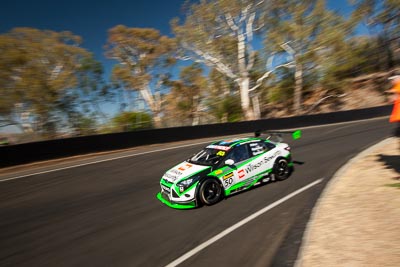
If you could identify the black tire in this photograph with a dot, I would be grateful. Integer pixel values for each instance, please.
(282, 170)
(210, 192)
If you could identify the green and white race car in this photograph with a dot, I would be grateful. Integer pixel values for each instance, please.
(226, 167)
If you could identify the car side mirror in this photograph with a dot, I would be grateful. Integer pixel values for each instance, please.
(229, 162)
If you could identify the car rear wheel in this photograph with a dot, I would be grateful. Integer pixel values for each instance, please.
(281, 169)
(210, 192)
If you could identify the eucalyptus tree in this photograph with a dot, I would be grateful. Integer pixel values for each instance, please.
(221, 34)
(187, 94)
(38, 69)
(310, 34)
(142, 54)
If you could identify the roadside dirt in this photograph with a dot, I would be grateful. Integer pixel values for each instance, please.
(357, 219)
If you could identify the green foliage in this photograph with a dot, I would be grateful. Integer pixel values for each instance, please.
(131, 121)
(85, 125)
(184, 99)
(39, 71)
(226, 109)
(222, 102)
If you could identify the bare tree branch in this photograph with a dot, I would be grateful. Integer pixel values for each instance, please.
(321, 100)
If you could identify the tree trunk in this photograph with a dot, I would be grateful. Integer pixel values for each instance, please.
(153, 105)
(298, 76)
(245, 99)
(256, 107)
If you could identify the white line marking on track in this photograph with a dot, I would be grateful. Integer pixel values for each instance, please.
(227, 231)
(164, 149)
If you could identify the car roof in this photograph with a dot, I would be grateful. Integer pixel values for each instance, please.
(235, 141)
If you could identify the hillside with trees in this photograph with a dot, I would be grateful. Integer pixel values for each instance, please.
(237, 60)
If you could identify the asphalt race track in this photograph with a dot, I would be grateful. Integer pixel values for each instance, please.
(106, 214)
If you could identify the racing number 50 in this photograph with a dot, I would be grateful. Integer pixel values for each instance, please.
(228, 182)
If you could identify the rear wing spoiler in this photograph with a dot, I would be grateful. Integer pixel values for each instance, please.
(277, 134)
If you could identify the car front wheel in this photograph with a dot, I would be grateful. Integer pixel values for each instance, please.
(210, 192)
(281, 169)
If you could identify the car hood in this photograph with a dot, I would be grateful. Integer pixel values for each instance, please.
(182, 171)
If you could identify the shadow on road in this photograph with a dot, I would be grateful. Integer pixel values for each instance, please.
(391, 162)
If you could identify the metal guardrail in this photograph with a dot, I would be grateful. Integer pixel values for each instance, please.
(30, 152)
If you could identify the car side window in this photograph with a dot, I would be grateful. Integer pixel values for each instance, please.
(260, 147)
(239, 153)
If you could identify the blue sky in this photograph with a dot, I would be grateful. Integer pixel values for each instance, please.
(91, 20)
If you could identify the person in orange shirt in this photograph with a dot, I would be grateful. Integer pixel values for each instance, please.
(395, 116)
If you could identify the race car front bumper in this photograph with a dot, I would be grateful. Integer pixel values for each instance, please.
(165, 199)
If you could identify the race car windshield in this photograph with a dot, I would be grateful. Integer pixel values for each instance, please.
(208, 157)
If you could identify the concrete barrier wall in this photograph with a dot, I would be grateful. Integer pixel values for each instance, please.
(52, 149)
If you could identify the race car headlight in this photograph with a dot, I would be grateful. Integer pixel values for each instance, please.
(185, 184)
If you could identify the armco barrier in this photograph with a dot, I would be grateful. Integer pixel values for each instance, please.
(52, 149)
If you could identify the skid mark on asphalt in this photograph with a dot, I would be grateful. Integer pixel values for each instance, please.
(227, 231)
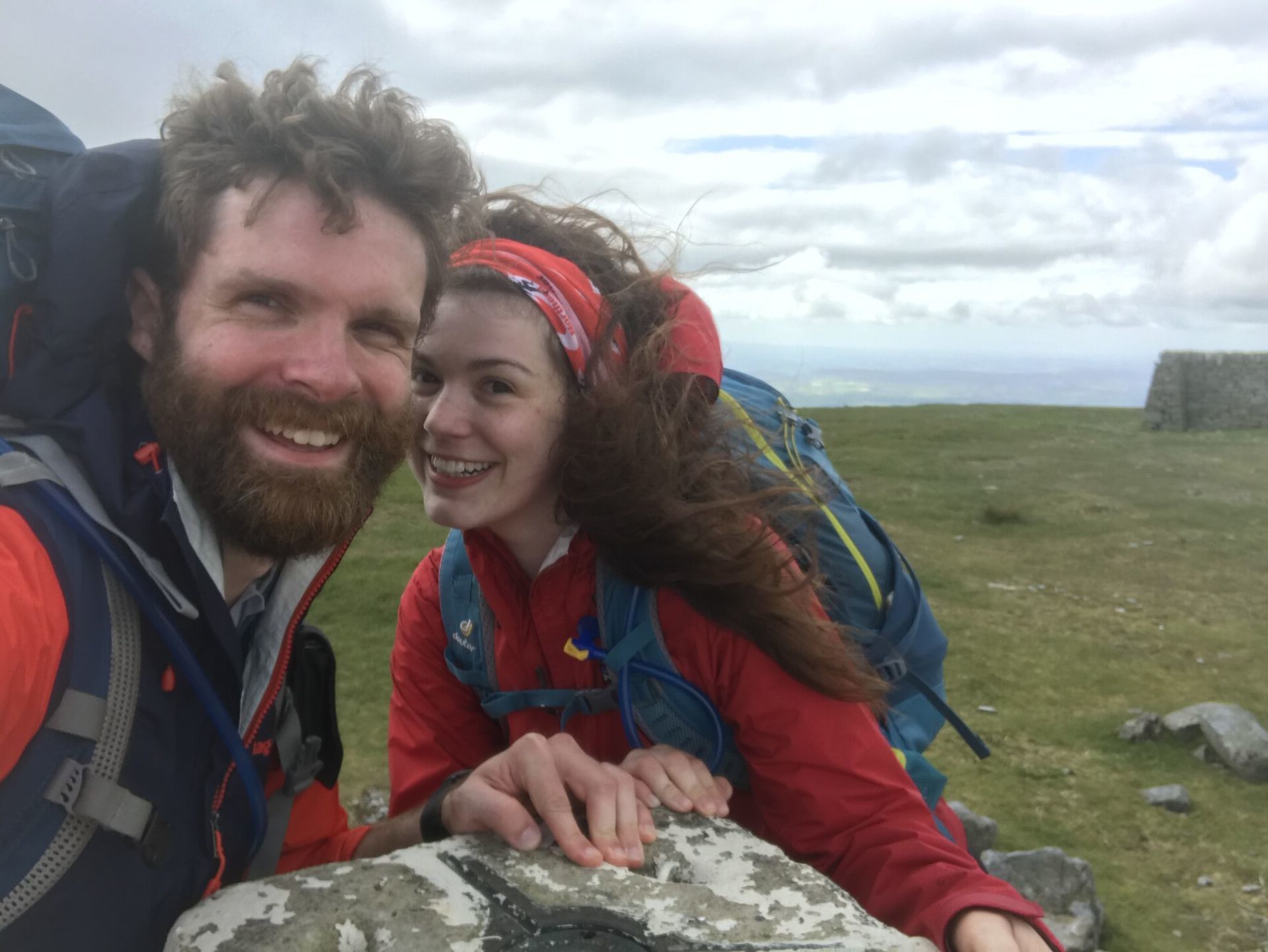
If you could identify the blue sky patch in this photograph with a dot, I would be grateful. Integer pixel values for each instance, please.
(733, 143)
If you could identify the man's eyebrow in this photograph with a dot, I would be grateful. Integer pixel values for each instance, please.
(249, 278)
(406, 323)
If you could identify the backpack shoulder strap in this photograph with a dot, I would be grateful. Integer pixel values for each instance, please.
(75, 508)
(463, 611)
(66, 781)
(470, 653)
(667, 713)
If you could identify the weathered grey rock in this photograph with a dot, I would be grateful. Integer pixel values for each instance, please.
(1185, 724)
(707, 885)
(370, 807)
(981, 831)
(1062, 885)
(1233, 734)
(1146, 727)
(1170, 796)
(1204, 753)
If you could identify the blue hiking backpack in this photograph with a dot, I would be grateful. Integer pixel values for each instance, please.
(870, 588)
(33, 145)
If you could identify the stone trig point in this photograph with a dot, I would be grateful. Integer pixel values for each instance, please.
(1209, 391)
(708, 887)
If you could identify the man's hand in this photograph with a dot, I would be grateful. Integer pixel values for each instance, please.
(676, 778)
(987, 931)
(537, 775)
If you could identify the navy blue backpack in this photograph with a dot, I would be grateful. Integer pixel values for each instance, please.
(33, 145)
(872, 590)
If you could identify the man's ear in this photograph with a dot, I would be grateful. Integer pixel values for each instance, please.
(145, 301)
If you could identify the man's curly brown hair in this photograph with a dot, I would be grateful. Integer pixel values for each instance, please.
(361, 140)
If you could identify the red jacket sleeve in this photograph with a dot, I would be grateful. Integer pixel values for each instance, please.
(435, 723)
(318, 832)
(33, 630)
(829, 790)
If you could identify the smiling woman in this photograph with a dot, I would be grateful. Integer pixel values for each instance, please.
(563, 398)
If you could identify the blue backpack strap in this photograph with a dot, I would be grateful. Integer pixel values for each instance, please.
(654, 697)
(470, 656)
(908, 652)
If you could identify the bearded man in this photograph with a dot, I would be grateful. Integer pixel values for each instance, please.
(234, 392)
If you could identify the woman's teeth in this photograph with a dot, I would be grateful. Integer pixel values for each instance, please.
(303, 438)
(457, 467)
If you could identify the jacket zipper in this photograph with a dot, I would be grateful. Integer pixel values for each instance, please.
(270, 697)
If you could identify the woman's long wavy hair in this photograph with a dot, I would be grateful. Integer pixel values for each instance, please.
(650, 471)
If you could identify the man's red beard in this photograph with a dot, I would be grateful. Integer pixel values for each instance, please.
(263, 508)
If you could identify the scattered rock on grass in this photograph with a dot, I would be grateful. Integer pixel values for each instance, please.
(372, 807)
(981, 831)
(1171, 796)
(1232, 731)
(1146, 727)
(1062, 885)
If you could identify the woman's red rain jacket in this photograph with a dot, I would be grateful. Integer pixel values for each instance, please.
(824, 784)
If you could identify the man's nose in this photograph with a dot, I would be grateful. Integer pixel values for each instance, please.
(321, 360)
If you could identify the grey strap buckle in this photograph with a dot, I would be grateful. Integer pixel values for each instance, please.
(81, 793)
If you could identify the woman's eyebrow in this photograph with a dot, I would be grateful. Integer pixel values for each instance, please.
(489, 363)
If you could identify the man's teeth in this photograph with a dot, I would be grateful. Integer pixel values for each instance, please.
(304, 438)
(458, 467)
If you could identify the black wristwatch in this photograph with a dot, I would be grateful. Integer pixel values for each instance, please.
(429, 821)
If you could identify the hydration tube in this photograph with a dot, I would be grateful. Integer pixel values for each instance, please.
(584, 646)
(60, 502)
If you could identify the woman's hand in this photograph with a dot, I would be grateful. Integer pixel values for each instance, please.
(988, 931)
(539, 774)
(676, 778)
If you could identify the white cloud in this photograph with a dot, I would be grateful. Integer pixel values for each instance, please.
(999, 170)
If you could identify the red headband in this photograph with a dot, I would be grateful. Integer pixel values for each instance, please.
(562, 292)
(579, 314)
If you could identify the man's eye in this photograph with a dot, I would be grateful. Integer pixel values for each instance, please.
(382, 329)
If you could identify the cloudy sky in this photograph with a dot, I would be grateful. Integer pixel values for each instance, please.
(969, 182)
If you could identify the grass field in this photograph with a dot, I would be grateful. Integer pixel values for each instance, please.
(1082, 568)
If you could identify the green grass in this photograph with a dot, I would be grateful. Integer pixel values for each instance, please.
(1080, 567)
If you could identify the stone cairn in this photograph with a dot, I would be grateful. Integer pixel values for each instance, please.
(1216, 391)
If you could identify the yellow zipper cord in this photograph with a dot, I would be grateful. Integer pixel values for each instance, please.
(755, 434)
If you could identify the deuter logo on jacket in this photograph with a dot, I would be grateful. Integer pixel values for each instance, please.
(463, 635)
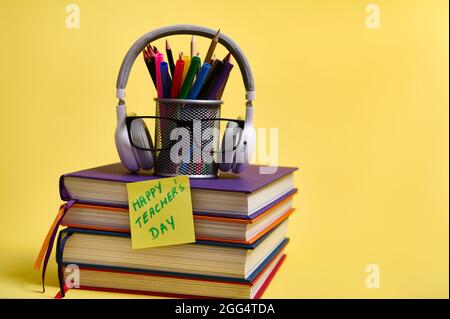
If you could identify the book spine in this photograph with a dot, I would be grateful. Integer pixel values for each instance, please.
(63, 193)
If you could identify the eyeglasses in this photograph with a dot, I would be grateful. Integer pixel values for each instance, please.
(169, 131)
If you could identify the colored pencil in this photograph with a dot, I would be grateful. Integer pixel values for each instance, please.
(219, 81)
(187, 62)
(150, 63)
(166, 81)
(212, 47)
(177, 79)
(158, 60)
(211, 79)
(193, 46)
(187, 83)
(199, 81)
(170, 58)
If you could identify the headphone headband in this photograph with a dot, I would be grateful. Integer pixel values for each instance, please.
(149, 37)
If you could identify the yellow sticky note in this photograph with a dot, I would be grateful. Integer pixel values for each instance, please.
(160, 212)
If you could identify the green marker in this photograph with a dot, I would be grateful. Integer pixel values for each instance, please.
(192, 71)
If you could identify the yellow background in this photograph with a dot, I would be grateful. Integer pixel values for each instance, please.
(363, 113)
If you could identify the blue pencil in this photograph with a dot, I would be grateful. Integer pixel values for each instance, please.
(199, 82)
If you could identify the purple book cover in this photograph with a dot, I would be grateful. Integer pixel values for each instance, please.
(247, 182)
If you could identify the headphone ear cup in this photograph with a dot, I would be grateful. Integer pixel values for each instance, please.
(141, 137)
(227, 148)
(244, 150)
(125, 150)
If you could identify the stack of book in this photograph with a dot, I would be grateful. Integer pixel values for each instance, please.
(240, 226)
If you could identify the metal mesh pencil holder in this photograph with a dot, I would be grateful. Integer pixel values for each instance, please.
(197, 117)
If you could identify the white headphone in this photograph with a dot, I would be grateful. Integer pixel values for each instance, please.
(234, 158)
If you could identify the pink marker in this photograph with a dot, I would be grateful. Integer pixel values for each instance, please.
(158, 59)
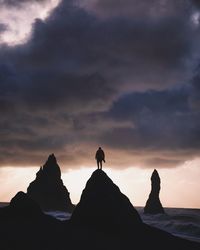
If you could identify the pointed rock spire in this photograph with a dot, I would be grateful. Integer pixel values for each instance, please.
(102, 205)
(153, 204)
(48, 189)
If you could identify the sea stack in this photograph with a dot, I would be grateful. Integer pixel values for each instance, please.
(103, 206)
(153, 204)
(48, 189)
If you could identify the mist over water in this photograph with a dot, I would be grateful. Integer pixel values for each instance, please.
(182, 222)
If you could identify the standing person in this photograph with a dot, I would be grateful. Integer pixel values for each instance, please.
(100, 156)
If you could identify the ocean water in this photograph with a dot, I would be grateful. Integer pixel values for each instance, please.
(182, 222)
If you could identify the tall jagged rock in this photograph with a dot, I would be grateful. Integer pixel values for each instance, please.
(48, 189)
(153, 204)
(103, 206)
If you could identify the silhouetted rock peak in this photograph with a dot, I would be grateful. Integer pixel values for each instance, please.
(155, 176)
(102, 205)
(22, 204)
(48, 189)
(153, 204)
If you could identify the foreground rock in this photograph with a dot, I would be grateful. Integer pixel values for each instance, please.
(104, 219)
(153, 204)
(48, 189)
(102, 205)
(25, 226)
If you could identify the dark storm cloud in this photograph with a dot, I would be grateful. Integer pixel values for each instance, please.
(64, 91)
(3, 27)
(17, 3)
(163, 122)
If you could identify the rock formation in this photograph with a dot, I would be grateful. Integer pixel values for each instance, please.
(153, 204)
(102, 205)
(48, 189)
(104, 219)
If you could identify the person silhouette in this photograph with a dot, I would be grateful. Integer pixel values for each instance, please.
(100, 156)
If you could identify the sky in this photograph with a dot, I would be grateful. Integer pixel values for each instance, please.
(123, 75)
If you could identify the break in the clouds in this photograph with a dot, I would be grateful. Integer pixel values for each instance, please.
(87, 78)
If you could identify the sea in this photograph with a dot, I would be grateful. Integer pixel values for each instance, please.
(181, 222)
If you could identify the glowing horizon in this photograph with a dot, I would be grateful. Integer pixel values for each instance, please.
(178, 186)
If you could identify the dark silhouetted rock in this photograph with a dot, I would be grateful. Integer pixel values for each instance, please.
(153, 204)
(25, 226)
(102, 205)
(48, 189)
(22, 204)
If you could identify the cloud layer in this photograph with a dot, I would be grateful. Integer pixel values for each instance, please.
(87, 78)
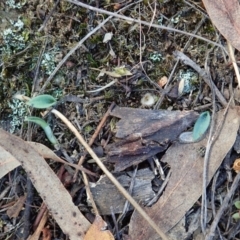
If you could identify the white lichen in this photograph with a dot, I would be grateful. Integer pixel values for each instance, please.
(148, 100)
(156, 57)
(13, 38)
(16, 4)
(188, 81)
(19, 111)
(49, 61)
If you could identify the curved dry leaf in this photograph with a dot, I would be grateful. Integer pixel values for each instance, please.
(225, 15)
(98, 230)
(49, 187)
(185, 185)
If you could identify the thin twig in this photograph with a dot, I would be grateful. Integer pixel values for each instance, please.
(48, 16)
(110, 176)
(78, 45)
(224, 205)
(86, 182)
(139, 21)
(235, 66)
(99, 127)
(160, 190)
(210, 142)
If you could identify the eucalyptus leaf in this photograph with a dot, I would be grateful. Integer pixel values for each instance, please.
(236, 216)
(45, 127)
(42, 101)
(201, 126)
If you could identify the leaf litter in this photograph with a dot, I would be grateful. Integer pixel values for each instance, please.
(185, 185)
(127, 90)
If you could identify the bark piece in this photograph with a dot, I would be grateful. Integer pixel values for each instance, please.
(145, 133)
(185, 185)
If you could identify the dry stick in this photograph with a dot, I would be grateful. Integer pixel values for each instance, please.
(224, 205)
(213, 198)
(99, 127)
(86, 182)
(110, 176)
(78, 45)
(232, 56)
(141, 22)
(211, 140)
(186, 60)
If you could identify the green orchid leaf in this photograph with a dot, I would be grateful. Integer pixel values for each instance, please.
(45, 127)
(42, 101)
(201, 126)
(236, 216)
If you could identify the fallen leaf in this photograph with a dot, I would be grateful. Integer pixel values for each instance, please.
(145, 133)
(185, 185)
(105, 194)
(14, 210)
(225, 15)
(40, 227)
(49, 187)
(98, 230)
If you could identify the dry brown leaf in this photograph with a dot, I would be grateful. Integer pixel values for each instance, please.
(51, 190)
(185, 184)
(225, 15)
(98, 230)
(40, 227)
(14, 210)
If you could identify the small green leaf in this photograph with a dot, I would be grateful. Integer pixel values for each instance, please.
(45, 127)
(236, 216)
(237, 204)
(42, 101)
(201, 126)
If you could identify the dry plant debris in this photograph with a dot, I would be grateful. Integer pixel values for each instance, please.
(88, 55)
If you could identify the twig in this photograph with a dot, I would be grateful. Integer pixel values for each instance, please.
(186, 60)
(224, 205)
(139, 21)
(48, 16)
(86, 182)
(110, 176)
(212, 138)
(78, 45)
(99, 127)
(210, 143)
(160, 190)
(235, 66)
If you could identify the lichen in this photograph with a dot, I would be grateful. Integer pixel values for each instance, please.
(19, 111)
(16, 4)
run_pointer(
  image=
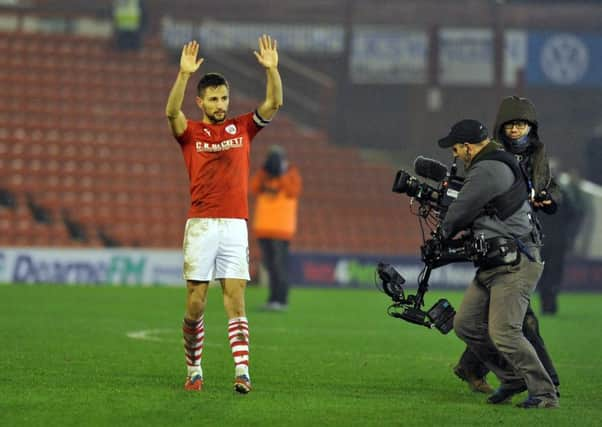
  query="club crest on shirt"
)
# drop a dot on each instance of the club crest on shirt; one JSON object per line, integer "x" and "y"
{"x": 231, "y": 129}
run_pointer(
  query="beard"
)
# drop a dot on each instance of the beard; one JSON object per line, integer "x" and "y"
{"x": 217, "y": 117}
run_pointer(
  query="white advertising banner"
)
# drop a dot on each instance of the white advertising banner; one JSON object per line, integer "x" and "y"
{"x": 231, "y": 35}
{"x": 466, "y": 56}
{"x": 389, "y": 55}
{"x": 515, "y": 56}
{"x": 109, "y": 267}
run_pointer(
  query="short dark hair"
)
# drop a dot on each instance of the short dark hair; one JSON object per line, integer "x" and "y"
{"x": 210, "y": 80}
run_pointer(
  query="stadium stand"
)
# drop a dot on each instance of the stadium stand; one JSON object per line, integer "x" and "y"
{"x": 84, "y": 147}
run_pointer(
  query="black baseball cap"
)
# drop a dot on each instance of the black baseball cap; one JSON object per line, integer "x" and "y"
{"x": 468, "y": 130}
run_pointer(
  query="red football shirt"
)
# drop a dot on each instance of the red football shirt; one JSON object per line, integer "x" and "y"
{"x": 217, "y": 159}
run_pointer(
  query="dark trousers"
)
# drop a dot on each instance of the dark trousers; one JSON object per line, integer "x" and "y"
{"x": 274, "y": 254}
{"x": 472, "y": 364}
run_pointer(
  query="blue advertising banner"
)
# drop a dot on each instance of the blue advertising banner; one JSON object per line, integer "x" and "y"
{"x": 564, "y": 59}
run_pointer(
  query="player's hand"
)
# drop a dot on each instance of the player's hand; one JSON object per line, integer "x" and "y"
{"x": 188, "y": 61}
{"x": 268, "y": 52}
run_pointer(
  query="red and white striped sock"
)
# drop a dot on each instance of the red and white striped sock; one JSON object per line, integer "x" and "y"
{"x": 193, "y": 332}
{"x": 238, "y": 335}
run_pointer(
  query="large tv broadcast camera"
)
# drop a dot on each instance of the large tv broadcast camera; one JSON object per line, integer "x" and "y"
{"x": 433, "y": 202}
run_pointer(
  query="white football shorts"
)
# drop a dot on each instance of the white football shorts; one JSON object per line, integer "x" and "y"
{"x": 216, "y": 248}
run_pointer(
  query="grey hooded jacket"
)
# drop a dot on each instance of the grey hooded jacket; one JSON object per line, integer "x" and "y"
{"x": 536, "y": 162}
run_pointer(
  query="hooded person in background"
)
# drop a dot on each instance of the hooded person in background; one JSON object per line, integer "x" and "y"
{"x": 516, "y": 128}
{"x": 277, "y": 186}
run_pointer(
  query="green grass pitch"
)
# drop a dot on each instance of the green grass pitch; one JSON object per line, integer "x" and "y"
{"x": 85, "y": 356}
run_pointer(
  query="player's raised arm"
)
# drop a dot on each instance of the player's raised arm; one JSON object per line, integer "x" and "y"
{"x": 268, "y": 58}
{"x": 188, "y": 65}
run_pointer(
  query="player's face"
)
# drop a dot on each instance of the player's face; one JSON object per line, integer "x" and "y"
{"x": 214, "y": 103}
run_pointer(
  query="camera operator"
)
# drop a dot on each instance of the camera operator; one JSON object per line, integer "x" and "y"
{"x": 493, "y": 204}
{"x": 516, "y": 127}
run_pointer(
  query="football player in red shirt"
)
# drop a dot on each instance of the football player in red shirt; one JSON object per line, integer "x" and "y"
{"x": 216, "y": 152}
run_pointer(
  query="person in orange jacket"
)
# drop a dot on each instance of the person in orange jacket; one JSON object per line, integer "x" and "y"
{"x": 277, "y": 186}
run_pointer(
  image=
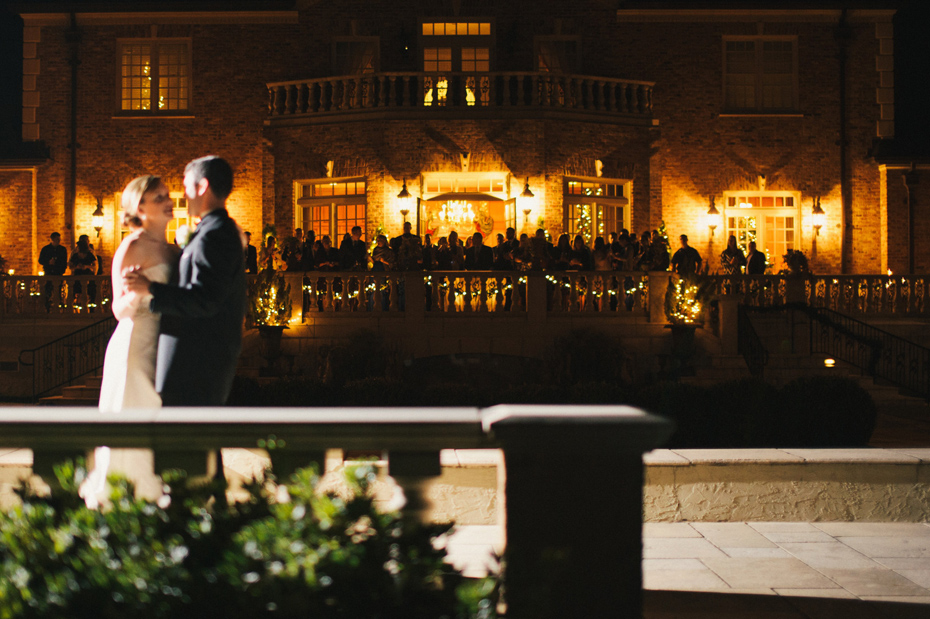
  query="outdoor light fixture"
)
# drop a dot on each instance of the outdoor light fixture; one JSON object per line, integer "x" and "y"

------------------------

Exactly the lines running from the one with "# drop a dot on each instance of the football" through the end of the listing above must be output, both ends included. No pictures belong in the output.

# drop a dot on each instance of the football player in red shirt; one JSON object per line, integer "x" and "y"
{"x": 216, "y": 152}
run_pointer(
  query="person in orange jacket"
)
# drop a dot on each instance of the person in orange jacket; one JSON object per line, integer "x" and "y"
{"x": 277, "y": 186}
run_pointer(
  image=
  query="outdoor light fixture"
)
# drop a dot on each instance of the outdoor light fixture; one JSON object per line, integer "x" and "y"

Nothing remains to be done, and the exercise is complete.